Objective:
Report every line of the data below that contains the word "sidewalk", with case counting.
::: Rows :::
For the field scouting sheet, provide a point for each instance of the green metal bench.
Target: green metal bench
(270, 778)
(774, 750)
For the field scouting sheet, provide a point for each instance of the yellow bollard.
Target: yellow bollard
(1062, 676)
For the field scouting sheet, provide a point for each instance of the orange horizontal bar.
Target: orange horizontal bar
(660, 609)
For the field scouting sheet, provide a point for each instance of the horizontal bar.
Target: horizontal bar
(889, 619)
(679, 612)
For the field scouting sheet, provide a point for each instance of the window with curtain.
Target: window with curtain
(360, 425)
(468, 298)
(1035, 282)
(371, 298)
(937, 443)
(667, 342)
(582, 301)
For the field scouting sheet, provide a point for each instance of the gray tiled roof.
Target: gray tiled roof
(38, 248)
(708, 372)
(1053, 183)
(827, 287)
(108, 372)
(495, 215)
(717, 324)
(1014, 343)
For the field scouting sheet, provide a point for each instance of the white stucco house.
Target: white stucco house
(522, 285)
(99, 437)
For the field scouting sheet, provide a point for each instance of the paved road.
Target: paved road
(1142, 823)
:::
::: Rows :::
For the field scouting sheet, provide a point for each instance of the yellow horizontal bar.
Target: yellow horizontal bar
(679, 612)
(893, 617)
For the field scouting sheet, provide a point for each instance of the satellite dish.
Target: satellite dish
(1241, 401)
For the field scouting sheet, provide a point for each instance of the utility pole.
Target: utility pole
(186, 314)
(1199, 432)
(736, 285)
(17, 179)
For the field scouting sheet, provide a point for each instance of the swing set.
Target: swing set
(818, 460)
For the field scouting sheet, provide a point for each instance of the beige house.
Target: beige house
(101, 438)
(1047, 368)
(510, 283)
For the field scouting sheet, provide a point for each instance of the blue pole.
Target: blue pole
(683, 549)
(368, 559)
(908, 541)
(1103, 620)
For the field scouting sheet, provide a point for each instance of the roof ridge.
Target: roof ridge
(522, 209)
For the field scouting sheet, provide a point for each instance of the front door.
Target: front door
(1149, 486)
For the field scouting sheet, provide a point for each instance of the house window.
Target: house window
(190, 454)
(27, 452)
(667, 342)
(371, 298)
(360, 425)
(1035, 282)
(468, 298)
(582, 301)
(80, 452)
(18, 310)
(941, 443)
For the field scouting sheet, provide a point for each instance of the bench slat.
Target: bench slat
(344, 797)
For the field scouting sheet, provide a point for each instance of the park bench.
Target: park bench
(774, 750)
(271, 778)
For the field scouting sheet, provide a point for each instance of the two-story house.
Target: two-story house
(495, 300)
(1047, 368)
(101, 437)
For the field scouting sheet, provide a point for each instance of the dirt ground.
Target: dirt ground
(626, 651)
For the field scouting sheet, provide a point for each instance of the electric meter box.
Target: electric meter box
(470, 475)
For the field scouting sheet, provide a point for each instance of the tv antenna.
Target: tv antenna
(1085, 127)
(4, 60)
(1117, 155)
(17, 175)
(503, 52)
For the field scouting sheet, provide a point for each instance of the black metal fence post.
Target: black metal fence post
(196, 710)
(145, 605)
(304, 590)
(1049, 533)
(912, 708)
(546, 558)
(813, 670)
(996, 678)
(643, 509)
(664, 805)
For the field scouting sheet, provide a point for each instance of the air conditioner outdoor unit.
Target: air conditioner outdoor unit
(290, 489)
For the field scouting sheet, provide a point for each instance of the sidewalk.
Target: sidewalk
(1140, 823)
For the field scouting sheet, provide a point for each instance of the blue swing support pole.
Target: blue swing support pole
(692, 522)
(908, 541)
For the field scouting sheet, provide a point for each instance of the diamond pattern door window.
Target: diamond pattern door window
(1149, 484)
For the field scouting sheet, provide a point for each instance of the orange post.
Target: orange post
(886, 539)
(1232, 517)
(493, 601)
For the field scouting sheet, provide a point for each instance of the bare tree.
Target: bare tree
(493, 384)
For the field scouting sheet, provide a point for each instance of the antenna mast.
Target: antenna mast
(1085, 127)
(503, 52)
:::
Written solution:
For the field scouting sheet, provide a point for each instance of the sidewalk.
Target: sidewalk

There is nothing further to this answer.